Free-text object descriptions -
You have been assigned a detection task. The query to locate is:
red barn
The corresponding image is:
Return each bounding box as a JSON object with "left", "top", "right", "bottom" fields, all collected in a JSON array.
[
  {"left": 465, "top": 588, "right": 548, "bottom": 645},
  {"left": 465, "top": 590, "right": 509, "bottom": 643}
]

--

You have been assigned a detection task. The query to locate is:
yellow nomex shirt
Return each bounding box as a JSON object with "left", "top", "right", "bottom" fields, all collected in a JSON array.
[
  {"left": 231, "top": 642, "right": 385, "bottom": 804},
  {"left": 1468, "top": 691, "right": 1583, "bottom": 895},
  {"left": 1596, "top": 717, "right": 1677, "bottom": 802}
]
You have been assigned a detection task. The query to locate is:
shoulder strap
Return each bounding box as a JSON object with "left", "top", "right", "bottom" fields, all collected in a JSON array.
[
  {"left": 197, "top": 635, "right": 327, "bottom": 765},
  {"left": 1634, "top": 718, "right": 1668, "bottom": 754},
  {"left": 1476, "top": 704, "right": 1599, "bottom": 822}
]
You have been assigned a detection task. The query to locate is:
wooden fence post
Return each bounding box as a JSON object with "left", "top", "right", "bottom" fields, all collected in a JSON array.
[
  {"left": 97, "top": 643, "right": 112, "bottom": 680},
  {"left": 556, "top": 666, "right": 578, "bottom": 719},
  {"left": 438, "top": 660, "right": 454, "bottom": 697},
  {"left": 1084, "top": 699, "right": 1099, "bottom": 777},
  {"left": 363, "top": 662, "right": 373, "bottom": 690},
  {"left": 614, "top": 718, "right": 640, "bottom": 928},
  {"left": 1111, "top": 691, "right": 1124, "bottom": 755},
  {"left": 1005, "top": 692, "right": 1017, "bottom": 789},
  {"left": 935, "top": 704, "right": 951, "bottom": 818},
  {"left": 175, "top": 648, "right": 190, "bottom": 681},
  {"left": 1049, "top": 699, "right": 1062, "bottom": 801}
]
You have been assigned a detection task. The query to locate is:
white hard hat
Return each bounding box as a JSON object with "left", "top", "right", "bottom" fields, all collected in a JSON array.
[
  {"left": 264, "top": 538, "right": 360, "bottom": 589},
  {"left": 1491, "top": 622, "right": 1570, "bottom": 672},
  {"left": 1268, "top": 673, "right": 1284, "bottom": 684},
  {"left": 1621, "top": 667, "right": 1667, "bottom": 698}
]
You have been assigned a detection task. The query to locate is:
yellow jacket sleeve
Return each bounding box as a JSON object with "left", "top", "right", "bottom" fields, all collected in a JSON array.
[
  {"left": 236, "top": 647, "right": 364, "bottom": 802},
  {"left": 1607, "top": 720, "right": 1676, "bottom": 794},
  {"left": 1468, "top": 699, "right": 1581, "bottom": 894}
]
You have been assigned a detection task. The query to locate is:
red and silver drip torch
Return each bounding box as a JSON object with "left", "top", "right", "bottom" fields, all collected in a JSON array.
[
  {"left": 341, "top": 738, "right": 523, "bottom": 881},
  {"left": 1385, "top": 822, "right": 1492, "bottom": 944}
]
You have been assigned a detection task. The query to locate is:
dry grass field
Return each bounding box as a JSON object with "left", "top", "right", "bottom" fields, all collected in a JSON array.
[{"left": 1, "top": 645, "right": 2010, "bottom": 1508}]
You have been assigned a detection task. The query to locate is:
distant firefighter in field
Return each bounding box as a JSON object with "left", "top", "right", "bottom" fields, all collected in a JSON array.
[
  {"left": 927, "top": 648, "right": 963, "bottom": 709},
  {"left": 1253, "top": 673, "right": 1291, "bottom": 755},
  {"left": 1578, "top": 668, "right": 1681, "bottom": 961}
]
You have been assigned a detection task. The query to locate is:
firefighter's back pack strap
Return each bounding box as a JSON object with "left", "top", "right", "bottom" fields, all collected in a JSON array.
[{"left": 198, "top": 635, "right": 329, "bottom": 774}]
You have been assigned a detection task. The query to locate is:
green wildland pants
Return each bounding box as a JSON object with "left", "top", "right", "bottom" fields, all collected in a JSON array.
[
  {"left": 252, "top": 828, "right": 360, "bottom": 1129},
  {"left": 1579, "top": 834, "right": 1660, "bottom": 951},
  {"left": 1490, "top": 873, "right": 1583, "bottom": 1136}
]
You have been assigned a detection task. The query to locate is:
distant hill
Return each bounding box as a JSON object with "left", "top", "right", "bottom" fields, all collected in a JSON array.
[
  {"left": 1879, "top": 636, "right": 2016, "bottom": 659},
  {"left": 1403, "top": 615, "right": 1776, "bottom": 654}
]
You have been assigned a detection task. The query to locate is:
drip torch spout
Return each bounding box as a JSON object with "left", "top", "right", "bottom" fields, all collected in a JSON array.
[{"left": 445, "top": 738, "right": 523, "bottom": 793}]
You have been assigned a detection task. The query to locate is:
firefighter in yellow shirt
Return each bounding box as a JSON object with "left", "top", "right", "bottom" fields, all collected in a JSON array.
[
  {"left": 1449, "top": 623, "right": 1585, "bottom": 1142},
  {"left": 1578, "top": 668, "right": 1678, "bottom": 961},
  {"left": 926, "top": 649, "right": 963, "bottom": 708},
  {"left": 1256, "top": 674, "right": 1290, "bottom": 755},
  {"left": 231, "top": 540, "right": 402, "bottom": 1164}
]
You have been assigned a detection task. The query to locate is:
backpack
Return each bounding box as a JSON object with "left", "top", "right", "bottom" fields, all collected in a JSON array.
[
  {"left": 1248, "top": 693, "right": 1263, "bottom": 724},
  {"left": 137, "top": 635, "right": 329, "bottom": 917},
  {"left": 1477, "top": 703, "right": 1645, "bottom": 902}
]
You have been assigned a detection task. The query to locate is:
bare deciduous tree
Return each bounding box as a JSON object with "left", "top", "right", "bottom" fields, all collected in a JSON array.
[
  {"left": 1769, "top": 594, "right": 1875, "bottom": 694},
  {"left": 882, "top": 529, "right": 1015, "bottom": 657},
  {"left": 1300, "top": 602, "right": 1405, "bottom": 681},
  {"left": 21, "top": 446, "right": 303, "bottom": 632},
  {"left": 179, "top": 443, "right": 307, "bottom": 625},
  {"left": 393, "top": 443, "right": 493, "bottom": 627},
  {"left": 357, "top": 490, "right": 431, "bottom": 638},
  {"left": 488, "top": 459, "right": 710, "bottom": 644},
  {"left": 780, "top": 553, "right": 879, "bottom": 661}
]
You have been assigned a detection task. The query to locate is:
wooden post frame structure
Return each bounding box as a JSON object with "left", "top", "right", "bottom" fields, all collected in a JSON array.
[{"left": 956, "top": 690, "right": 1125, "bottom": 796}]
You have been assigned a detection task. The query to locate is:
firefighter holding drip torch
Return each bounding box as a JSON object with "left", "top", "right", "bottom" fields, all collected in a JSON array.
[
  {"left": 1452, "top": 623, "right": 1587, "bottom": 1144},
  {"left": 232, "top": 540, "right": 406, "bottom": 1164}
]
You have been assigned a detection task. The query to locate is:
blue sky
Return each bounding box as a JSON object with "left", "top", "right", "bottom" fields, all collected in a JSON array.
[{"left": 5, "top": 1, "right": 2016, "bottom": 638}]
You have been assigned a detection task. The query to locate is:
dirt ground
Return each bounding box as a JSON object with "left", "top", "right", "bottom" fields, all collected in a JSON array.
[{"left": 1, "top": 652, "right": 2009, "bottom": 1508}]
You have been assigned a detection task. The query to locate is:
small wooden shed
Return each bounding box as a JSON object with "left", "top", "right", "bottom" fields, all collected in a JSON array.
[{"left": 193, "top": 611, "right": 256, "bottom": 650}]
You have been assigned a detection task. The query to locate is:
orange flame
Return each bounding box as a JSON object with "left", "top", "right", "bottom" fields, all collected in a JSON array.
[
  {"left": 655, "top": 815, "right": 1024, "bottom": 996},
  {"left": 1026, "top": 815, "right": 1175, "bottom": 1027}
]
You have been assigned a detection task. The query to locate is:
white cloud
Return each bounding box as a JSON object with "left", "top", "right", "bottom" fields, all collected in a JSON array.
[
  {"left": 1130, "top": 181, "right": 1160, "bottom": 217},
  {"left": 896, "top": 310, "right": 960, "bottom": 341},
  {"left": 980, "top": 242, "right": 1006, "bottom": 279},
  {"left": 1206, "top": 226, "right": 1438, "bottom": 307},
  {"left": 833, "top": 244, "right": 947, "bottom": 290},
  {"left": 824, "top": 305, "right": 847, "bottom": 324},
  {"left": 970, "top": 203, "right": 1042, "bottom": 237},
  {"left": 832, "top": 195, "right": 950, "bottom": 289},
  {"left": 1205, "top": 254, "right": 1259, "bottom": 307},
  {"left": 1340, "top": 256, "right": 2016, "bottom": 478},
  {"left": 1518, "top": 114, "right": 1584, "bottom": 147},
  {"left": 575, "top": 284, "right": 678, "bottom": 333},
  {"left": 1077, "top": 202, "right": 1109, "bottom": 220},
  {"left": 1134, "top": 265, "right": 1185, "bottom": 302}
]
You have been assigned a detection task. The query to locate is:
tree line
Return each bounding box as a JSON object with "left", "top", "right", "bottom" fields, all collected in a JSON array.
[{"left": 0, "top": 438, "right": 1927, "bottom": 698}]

---

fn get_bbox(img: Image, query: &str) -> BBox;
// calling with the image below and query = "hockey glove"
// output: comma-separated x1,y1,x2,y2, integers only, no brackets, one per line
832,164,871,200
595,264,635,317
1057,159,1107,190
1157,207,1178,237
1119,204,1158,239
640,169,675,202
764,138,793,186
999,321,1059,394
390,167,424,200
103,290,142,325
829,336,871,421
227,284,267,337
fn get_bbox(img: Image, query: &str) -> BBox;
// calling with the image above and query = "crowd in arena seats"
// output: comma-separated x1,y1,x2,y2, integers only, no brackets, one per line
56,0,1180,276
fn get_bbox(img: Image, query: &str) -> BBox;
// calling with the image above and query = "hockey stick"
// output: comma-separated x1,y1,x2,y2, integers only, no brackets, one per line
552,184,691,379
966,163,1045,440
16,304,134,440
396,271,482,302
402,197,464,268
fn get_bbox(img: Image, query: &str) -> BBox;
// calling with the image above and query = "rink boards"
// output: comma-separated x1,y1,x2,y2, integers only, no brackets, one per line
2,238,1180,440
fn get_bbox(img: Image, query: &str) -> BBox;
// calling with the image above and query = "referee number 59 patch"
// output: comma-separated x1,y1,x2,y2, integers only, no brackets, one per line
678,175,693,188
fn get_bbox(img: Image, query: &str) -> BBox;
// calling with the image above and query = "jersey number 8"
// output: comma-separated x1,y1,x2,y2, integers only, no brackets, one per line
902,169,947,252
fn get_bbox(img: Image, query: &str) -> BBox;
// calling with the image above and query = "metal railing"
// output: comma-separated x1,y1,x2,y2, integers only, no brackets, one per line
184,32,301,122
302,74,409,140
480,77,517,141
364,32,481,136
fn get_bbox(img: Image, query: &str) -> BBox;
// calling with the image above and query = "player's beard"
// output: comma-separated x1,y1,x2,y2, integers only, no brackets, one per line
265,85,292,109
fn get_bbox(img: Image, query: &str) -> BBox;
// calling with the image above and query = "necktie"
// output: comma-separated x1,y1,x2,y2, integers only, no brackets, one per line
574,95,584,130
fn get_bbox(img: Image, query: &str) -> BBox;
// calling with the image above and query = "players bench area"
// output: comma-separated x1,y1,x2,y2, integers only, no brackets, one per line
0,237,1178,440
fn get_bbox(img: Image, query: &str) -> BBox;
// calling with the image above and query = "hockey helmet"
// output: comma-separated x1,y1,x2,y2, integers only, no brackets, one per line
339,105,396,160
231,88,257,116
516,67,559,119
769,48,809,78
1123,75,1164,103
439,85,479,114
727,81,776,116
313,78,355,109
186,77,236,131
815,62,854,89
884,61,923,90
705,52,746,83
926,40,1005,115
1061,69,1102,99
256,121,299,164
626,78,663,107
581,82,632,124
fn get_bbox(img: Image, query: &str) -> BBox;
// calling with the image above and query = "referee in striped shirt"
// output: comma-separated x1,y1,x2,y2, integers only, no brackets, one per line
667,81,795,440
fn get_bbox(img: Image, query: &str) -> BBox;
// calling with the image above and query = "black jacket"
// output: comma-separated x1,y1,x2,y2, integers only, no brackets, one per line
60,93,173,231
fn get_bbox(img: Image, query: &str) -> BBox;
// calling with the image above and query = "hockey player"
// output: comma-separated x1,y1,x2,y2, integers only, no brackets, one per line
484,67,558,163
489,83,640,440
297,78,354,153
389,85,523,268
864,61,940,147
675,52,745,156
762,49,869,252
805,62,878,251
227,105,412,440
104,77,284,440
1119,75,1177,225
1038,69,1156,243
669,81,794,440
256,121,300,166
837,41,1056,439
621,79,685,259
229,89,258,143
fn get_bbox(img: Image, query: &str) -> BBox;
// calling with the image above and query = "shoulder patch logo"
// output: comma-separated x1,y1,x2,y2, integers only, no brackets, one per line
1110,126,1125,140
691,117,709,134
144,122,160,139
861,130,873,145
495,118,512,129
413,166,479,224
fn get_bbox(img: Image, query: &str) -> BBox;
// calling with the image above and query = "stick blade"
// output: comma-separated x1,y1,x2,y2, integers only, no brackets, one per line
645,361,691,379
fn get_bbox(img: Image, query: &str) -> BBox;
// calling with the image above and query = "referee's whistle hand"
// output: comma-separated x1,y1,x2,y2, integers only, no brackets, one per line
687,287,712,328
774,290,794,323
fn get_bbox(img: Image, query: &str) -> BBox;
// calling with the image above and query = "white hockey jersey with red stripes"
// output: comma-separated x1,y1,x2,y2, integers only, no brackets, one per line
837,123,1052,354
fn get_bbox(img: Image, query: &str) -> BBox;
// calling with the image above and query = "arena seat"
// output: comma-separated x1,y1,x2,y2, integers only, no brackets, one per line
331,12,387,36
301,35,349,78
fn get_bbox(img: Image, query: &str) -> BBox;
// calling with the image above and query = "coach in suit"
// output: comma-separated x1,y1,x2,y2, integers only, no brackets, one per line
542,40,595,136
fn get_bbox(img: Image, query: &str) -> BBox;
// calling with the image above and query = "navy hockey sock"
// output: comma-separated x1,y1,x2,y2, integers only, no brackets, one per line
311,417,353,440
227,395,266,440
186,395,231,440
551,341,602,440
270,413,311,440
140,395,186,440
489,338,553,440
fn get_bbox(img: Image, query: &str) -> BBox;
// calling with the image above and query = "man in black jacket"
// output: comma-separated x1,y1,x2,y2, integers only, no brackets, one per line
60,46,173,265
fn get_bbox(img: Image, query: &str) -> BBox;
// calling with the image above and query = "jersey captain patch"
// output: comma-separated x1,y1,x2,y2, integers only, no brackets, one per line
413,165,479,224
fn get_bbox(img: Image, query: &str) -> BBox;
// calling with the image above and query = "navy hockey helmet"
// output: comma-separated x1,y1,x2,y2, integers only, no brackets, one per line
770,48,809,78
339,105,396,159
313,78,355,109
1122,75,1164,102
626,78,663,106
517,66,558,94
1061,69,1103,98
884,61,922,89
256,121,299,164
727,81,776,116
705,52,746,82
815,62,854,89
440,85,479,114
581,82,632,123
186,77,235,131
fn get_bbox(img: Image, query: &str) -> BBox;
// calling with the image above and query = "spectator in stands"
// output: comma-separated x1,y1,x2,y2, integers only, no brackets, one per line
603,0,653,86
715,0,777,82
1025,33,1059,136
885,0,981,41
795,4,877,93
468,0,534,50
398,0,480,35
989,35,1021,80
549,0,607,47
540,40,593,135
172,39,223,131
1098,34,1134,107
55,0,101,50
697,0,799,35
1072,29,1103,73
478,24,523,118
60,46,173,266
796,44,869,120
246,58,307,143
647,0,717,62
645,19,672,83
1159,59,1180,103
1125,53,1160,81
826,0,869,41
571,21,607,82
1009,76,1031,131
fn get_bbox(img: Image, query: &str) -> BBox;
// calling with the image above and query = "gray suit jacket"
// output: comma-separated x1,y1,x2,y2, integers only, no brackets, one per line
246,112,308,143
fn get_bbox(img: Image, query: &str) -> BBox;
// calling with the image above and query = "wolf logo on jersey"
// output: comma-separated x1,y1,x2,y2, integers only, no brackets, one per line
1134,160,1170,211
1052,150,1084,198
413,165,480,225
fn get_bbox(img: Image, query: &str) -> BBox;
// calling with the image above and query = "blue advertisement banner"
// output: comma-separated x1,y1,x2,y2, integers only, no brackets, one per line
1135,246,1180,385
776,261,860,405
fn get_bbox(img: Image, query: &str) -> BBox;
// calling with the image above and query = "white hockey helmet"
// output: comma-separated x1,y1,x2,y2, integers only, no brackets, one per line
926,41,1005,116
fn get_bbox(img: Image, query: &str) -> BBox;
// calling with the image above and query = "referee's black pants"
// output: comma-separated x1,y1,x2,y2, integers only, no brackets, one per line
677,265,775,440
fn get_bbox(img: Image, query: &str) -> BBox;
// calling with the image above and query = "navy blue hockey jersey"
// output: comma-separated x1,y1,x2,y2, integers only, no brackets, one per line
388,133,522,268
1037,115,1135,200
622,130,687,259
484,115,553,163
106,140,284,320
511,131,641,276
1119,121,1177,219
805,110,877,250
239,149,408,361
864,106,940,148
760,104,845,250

TASK - Find the word "firefighter" in the records, and report each line that has it.

EXERCISE RESULT -
distant firefighter in field
firefighter's back pack strap
firefighter in yellow shirt
firefighter holding drip torch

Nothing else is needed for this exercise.